TASK TO COMPLETE: Filter the entries below, reproducing unchanged every line that contains the string "uniform".

Raw records
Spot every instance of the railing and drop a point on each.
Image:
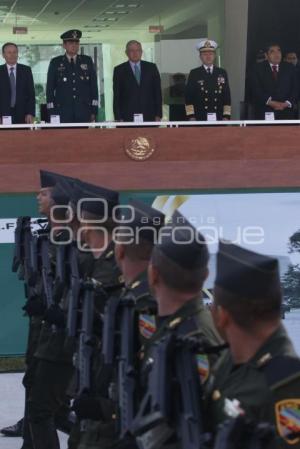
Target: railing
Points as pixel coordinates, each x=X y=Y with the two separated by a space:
x=162 y=124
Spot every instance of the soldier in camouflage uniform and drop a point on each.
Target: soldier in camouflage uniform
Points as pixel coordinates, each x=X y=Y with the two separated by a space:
x=133 y=258
x=36 y=307
x=105 y=273
x=259 y=378
x=177 y=271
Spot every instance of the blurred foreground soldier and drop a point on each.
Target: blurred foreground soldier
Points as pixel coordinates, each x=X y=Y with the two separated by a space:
x=176 y=364
x=137 y=88
x=46 y=378
x=134 y=317
x=259 y=377
x=97 y=206
x=72 y=90
x=274 y=87
x=17 y=95
x=207 y=95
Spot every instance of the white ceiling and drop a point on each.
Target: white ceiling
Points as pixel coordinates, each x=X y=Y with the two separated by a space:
x=99 y=20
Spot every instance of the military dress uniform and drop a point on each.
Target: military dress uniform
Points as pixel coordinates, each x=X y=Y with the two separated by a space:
x=208 y=93
x=72 y=90
x=207 y=90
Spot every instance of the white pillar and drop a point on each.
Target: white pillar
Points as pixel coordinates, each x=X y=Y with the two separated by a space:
x=235 y=49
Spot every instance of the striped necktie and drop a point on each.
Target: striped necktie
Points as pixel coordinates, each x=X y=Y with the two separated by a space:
x=137 y=73
x=12 y=80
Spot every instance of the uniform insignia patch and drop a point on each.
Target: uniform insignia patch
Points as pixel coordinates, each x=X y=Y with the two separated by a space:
x=203 y=367
x=288 y=420
x=147 y=325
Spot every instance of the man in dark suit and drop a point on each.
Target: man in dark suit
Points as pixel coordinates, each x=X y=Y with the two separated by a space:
x=137 y=88
x=274 y=86
x=207 y=95
x=72 y=89
x=17 y=95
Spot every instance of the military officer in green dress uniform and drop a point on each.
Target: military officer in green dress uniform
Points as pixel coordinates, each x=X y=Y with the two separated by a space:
x=72 y=90
x=259 y=378
x=207 y=95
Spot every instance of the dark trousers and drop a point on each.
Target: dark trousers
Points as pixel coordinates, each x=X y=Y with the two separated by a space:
x=46 y=397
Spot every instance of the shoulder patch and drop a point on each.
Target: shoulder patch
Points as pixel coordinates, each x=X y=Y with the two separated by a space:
x=109 y=255
x=147 y=325
x=281 y=370
x=288 y=420
x=203 y=367
x=174 y=323
x=135 y=285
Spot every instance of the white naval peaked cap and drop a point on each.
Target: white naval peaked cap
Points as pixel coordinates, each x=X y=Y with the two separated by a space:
x=206 y=45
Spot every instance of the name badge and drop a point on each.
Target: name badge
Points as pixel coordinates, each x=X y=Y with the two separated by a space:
x=138 y=118
x=55 y=119
x=269 y=116
x=211 y=117
x=6 y=120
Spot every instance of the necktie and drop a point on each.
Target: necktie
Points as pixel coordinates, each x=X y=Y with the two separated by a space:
x=275 y=72
x=137 y=73
x=12 y=81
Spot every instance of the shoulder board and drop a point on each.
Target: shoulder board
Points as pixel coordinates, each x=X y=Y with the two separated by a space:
x=174 y=323
x=281 y=370
x=109 y=255
x=140 y=289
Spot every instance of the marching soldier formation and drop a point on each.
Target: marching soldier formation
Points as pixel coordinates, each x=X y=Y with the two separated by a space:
x=122 y=352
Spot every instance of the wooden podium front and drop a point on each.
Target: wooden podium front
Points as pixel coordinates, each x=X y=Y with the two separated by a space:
x=178 y=158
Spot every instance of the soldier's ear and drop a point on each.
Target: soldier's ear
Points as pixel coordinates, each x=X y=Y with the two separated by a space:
x=220 y=316
x=153 y=276
x=119 y=252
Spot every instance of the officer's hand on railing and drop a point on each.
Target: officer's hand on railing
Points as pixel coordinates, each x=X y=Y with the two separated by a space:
x=87 y=407
x=55 y=316
x=28 y=119
x=34 y=307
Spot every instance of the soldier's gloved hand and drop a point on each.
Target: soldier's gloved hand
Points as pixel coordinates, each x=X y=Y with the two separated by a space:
x=55 y=315
x=34 y=307
x=87 y=407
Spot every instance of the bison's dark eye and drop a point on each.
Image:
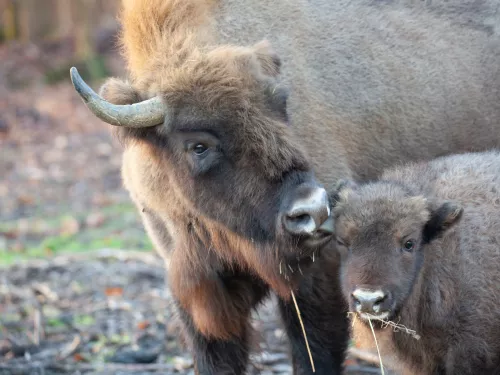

FINISHED ANSWER:
Spot every instance of the soldier in camouflage uniform and drop a point on each.
Target: soldier in camouflage uniform
Spot every instance of the military dress uniform and drop a point on each.
Target: military dress uniform
Spot every instance of the uniform insignia patch and drop a point on each.
Target: uniform insignia patch
Spot every instance of the military officer in green dress uniform and drop a point on each.
Target: military officer in green dress uniform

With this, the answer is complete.